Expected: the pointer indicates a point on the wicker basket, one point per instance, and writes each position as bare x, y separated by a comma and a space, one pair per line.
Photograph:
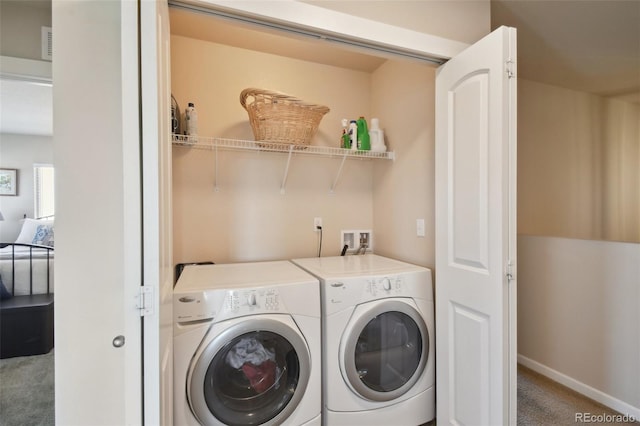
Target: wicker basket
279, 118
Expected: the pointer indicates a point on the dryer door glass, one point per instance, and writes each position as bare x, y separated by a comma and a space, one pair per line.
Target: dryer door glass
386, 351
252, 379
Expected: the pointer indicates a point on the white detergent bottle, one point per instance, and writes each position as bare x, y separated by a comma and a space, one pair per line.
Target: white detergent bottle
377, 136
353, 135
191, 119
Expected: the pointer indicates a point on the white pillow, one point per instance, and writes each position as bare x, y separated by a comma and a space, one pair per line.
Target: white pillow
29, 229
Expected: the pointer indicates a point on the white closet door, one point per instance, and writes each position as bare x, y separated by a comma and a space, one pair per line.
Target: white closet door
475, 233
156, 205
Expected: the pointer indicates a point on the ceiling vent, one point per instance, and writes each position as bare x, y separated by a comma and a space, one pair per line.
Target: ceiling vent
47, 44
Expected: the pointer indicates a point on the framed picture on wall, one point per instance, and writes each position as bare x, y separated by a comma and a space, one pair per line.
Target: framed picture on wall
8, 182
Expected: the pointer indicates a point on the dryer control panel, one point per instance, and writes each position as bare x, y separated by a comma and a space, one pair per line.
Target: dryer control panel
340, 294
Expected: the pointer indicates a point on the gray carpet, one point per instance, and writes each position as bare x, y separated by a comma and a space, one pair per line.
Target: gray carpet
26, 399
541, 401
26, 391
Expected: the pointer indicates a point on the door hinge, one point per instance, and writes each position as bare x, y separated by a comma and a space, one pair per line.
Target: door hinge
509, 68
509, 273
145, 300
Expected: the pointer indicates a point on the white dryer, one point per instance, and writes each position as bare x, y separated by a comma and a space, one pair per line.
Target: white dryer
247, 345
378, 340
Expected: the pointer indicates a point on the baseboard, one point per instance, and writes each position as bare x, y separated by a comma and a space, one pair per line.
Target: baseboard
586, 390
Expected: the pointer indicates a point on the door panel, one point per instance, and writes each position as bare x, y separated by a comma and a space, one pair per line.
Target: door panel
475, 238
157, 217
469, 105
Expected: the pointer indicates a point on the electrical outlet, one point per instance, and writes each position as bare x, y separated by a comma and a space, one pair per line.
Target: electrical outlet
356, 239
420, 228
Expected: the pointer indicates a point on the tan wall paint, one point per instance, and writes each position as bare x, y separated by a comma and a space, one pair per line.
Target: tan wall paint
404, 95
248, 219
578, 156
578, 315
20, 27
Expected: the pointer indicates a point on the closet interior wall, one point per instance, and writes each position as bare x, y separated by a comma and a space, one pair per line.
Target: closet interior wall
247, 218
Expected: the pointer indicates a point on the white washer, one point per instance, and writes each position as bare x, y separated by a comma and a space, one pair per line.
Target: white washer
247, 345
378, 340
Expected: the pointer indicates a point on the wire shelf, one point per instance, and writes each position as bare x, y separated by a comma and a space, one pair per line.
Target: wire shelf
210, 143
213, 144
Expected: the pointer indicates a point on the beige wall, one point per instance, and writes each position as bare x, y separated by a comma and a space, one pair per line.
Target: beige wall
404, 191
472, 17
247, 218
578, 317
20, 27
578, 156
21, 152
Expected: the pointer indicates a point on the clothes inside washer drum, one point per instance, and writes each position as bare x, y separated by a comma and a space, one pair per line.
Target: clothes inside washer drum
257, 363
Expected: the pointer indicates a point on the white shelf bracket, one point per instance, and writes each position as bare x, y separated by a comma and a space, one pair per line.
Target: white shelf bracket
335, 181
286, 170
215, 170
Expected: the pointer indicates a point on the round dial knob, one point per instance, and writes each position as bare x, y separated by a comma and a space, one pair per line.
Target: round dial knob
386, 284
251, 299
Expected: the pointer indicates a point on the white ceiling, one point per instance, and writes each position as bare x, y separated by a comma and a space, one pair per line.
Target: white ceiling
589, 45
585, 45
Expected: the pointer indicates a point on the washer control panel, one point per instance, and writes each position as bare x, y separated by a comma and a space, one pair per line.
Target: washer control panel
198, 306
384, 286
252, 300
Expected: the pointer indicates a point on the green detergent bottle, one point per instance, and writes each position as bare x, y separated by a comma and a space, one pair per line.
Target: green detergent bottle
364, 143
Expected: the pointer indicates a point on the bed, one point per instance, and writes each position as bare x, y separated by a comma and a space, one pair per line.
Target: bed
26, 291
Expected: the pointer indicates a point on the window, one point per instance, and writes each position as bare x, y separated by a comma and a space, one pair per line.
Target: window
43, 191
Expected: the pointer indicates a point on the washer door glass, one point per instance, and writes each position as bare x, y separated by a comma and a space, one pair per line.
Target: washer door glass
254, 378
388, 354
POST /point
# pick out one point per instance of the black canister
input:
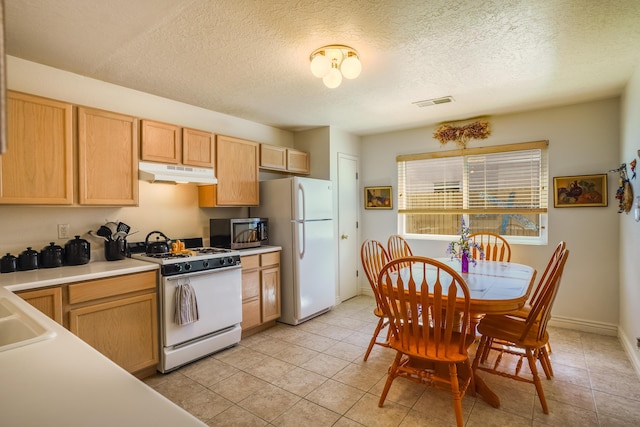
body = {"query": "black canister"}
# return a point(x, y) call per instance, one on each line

☆ ☆ ☆ ☆

Please write out again the lines starting at the one containing "Expected: the pointer indicates a point on the bed, one" and ending with the last line above, leaving the pictures out.

Expected: the pointer indicates a point on the bed, one point per instance, and writes each position as bare x, y separated by a comma and a space, one pair per line.
Target: bed
26, 291
Expected: the pointer indicates a point on the window, one point per instance, and writes each position as bare x, y separated by a comma and a space, one pair per line.
Target: window
43, 191
Expected: the pointer indicates a point on the washer door glass, one point per instance, and writes each position as bare x, y separated by a comma and a space, one pair per line.
Target: washer door glass
254, 378
388, 354
POST /point
# pick out one point per instance of the black canister
input:
body = {"query": "black canister"}
# return a point(x, y) call per instance, one on each line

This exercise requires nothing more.